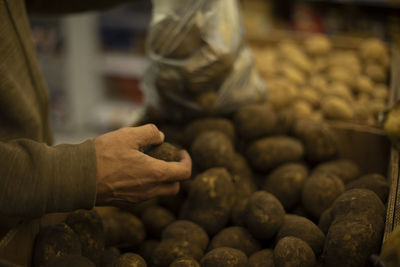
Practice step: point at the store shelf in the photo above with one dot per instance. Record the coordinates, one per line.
(370, 3)
(126, 65)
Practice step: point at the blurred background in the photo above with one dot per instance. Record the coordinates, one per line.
(93, 62)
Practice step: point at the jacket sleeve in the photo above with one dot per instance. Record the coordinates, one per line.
(36, 178)
(69, 6)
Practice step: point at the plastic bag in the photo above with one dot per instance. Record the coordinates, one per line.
(199, 60)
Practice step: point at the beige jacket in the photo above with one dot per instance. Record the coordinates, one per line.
(35, 177)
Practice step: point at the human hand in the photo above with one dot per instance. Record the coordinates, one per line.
(126, 176)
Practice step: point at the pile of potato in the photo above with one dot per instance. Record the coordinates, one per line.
(319, 81)
(267, 190)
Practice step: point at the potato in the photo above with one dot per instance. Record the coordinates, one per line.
(55, 241)
(165, 151)
(292, 251)
(129, 260)
(121, 229)
(208, 102)
(374, 182)
(325, 220)
(189, 39)
(264, 215)
(345, 169)
(319, 192)
(255, 121)
(212, 149)
(69, 260)
(222, 257)
(357, 202)
(155, 219)
(186, 231)
(286, 183)
(364, 84)
(311, 96)
(235, 237)
(262, 258)
(373, 50)
(335, 108)
(319, 83)
(340, 90)
(340, 74)
(89, 228)
(109, 256)
(210, 201)
(196, 127)
(380, 91)
(286, 120)
(208, 68)
(304, 229)
(319, 141)
(351, 241)
(302, 109)
(168, 80)
(147, 248)
(171, 249)
(318, 45)
(242, 178)
(269, 152)
(292, 73)
(376, 73)
(185, 262)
^^^^^^^^^^^^^^^^
== Directions ==
Copy the records exactly. Skip the pictures.

== Result of this exercise ==
Practice step: point at the store shelf in the photo above with one dot per instance. Record the coordinates, one per line.
(370, 3)
(126, 65)
Practice step: point at the blurred background in the photo above with one dot per instance. Record the coordinates, one per line.
(93, 62)
Practice step: point at the jacket sleeve in the photo above with one dot per instance. Record the coordinates, one per line.
(36, 178)
(69, 6)
Practice step: point at the plastic bag in the photo above with one dot per instance. Record the coordinates, one per line.
(199, 60)
Practice step: point at the beige jacket in the photo above with one dot per instance. Record the coordinates, one per line.
(35, 177)
Practice step: point at the human hand in the photo above with one dot per instance. Record the coordinates, one per line.
(126, 176)
Practice step: point at the pile of potato in the photo above with one dot per instance. Record the coordinates, one per line.
(319, 81)
(267, 190)
Practice step: point at the potato in the photo above with one dot per instance. Record the coordinates, one per line.
(55, 241)
(165, 151)
(292, 251)
(129, 260)
(121, 229)
(208, 102)
(374, 182)
(325, 220)
(189, 39)
(264, 215)
(345, 169)
(319, 192)
(255, 121)
(212, 149)
(69, 260)
(222, 257)
(357, 202)
(155, 219)
(186, 231)
(286, 183)
(364, 84)
(311, 96)
(235, 237)
(262, 258)
(373, 50)
(335, 108)
(319, 83)
(340, 90)
(340, 74)
(89, 228)
(109, 256)
(210, 201)
(196, 127)
(380, 91)
(286, 120)
(208, 68)
(304, 229)
(319, 141)
(351, 241)
(302, 109)
(168, 80)
(147, 248)
(171, 249)
(318, 45)
(242, 178)
(269, 152)
(292, 73)
(376, 73)
(185, 262)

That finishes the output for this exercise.